— Start Recorded data —

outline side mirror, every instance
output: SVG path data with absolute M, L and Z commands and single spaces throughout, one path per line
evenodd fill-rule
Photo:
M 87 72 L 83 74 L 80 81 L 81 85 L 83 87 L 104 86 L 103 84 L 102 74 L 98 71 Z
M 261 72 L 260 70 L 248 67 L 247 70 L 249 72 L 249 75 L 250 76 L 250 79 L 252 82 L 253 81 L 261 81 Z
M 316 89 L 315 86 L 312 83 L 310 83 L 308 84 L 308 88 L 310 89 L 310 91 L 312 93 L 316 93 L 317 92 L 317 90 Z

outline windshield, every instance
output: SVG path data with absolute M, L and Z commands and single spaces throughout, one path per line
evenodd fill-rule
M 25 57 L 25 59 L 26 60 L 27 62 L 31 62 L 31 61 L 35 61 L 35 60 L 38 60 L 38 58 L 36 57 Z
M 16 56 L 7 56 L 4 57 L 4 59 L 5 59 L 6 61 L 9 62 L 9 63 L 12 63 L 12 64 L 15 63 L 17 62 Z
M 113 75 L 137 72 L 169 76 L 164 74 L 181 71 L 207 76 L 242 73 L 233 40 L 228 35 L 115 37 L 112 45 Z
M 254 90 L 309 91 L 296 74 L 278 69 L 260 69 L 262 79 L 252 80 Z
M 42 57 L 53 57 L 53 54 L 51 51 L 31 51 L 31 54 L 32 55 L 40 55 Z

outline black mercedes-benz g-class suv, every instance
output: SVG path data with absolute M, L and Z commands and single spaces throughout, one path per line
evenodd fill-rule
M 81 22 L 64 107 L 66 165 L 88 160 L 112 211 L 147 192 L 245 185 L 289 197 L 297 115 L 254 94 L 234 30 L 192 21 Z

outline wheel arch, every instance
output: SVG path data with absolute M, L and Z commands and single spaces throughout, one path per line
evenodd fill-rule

— End Recorded data —

## Directions
Substitute "each occurrence" for "every instance" throughout the records above and give them again, leaving all else unchanged.

## Problem solution
outline side mirror, each occurrence
output: SVG path data with absolute M, L and Z commands and single spaces throughout, one path per line
evenodd fill-rule
Photo:
M 87 72 L 83 74 L 80 81 L 81 85 L 83 87 L 104 86 L 103 84 L 102 74 L 98 71 Z
M 261 72 L 260 70 L 248 67 L 247 70 L 249 72 L 249 75 L 250 76 L 250 79 L 252 82 L 253 81 L 261 81 Z
M 316 89 L 315 86 L 312 83 L 310 83 L 308 84 L 308 88 L 310 89 L 310 91 L 312 93 L 316 93 L 317 92 L 317 90 Z

outline windshield, each occurrence
output: SVG path data with absolute M, L and Z commands and single spaces throughout, one path per line
evenodd fill-rule
M 25 57 L 25 59 L 26 60 L 27 62 L 31 62 L 31 61 L 35 61 L 35 60 L 38 60 L 38 58 L 36 57 Z
M 16 56 L 7 56 L 4 57 L 4 59 L 5 59 L 6 61 L 9 62 L 9 63 L 12 63 L 12 64 L 15 63 L 17 62 Z
M 113 75 L 137 72 L 169 76 L 164 74 L 181 71 L 207 76 L 242 73 L 233 40 L 228 35 L 115 37 L 112 45 Z
M 254 90 L 309 91 L 296 74 L 278 69 L 260 69 L 262 79 L 252 80 Z
M 42 57 L 53 57 L 53 54 L 51 51 L 31 51 L 31 54 L 32 55 L 40 55 Z

outline black mercedes-benz g-class suv, each occurrence
output: SVG path data with absolute M, L and Z commands and single spaces throughout, one path per line
evenodd fill-rule
M 81 22 L 64 107 L 66 165 L 88 160 L 112 211 L 147 192 L 245 185 L 289 197 L 297 115 L 254 94 L 234 30 L 192 21 Z

outline wheel arch, each occurrence
output: SVG path data with absolute M, L and Z commands and single spaces throughout, one path per line
evenodd fill-rule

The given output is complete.